*Supplied text*.
>> BEGIN

# Event ends event begins



## Ashariel (Apr 9, 2018)

Mario event ends at change of day just for u guys who want to use up all ur mushies....and the Gulliver "event" or thing starts at change of day I think the rumors say he will be here to stay so not timed make sure u have ur 10 3 star items I have 10 purple potted panies!!!


----------



## That Marshal Fangirl (Apr 9, 2018)

..10 3 star items?  What?


----------



## Ashariel (Apr 9, 2018)

Yep I don't think anyone really knows how it's going to work but Gulliver is going to ask you 2 give him 10 items the more stars the better the reward so I ha e 10 3 star items 10 2star items and I haven't made 10 1 star items cause that shouldn't take long there is a different reward from what I have read for each...


----------



## Ashariel (Apr 9, 2018)

Here's a great explanation I saw on another forum...Gulliver starts in 6 hours, but it isn't really an Event. It's an added permanent feature like Gardening. Gulliver will show up at Sunburst Island every so often and you can give him up to 10 Furniture/Clothing. He'll leave and come back later with Candies of different Themes depending on what you gave him before he left. These Candies basically give exp and there are 3 different rarities. The rarity of the Candy is determined by the Rarity of the Furniture given to him (you can check that in your catalog) and the theme of the candy is the theme of the furniture. You can give the candy to any animal to raise their exp, but same theme gives 2x more.
The most interesting thing is that he can at times bring a new animal with him back on his ship. The ones we know so far are O'Hare, Plucky and Rowan. They can be invited to your Camp right away and they have no furniture requirement.


----------



## Flare (Apr 9, 2018)

Uhh by 3 star items you mean the stars that show up on the catalog to show how rare something is right? 
And I'm glad O'Hare and Plucky will be invitable without worrying about crafting.

>> END

*Record set*.
>> BEGIN

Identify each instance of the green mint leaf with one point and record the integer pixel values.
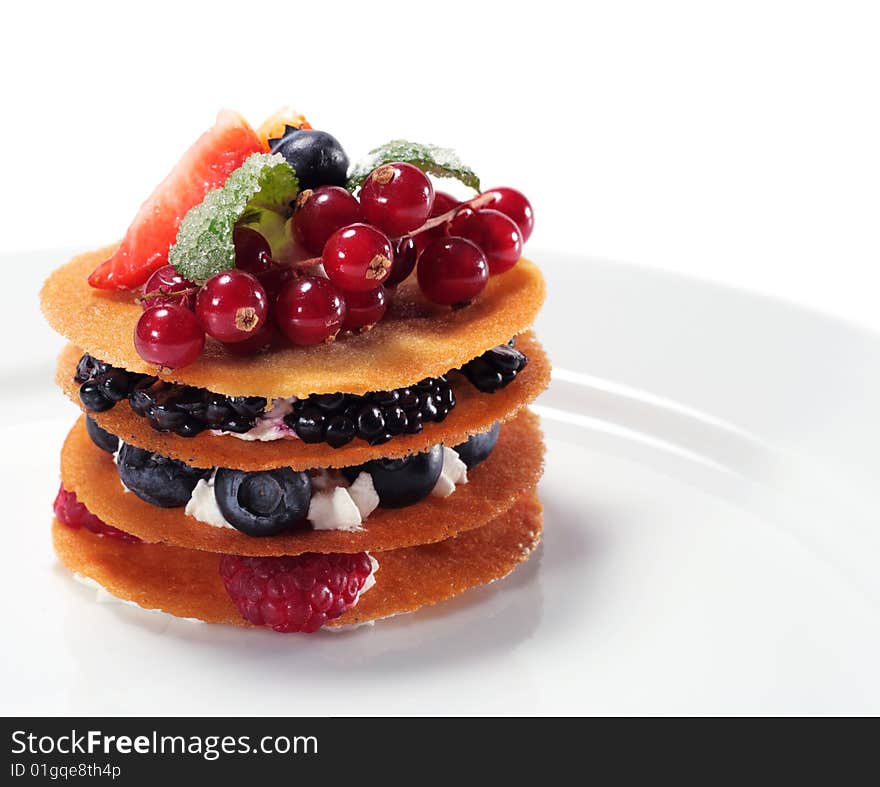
(441, 162)
(265, 183)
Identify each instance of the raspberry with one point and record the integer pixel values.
(295, 593)
(69, 511)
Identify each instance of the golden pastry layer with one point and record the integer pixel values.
(474, 412)
(515, 465)
(416, 339)
(187, 583)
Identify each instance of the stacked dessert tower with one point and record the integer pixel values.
(304, 386)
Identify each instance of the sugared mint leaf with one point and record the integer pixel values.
(265, 182)
(441, 162)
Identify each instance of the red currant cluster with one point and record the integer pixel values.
(364, 248)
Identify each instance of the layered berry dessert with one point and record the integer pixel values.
(304, 385)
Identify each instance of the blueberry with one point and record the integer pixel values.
(316, 156)
(402, 482)
(477, 447)
(339, 431)
(495, 368)
(157, 479)
(115, 384)
(263, 503)
(101, 437)
(92, 395)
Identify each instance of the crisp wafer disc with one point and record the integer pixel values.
(515, 465)
(474, 412)
(187, 583)
(415, 339)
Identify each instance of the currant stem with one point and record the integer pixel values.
(480, 201)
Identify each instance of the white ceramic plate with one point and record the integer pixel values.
(711, 545)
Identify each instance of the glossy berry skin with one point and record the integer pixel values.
(156, 479)
(101, 437)
(166, 287)
(263, 503)
(496, 234)
(452, 271)
(357, 258)
(406, 253)
(252, 251)
(515, 206)
(295, 594)
(275, 278)
(443, 203)
(364, 309)
(397, 198)
(476, 449)
(320, 213)
(169, 336)
(402, 482)
(310, 310)
(316, 156)
(257, 342)
(232, 306)
(70, 512)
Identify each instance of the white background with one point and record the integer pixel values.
(736, 141)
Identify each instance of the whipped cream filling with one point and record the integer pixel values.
(454, 472)
(335, 504)
(270, 425)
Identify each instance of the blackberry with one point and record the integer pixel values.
(102, 385)
(495, 368)
(189, 411)
(336, 419)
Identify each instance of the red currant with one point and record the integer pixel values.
(406, 252)
(274, 279)
(310, 310)
(497, 235)
(231, 306)
(169, 336)
(514, 205)
(452, 271)
(320, 213)
(252, 251)
(357, 258)
(171, 288)
(259, 340)
(364, 309)
(397, 198)
(443, 203)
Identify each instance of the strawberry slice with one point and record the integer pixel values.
(205, 166)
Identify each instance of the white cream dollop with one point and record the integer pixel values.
(270, 425)
(334, 509)
(454, 472)
(334, 504)
(202, 503)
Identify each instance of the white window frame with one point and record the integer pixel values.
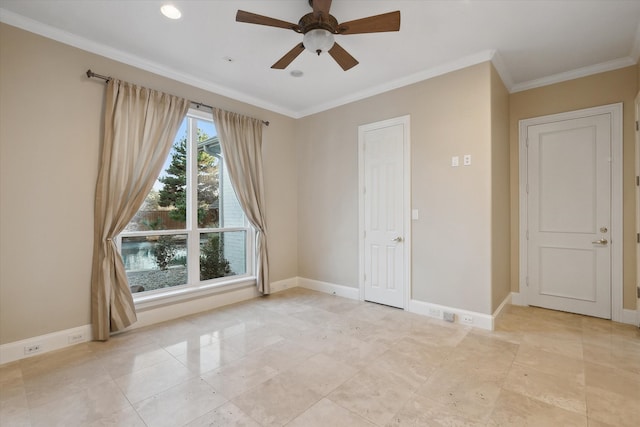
(194, 287)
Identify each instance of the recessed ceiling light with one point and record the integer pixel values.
(170, 11)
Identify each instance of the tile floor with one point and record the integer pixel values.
(303, 358)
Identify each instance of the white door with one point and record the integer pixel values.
(384, 196)
(569, 215)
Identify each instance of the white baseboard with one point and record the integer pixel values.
(518, 298)
(478, 320)
(13, 351)
(329, 288)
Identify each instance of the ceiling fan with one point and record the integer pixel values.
(319, 27)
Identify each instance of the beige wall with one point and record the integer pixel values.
(601, 89)
(450, 115)
(50, 133)
(500, 231)
(50, 139)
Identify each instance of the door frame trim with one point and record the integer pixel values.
(615, 110)
(405, 121)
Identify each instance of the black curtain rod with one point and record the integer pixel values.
(91, 74)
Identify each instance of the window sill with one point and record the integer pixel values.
(173, 296)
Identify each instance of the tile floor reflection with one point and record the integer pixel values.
(303, 358)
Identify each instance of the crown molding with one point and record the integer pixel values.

>> END

*Task set*.
a. In the forum thread about Gulliver, which island does Gulliver show up at?
b. Write a continuation of the forum thread about Gulliver, picking up after its final post.

*Responses to the exercise*.
a. Sunburst Island

b.
----------



## Ryumia (Apr 9, 2018)

Whoa... :0 I see. Thanks for providing this new information about the Gulliver event.


----------



## AndroGhostX (Apr 9, 2018)

So this event is only to gain new animals and animal exp? Not an event to get Gulliver items? If so, I see no point besides the new villagers because most of my animals are already level 20.


----------



## Ashariel (Apr 9, 2018)

Flare said:


> Uhh by 3 star items you mean the stars that show up on the catalog to show how rare something is right?
> And I'm glad O'Hare and Plucky will be invitable without worrying about crafting.



Yes so 3 star items it's basically purple and blue tulip stuff purple panies stuff and anything that requires leaf tickets or sparkle stones.

- - - Post Merge - - -



AndroGhostx said:


> So this event is only to gain new animals and animal exp? Not an event to get Gulliver items? If so, I see no point besides the new villagers because most of my animals are already level 20.



Correct but the "treats" will be in your Catalog so if ur a completionist like me I'll have to do every level at least once to fill my catalog..it will be as pointless as ok motors but not to hard I hope


----------



## AndroGhostX (Apr 9, 2018)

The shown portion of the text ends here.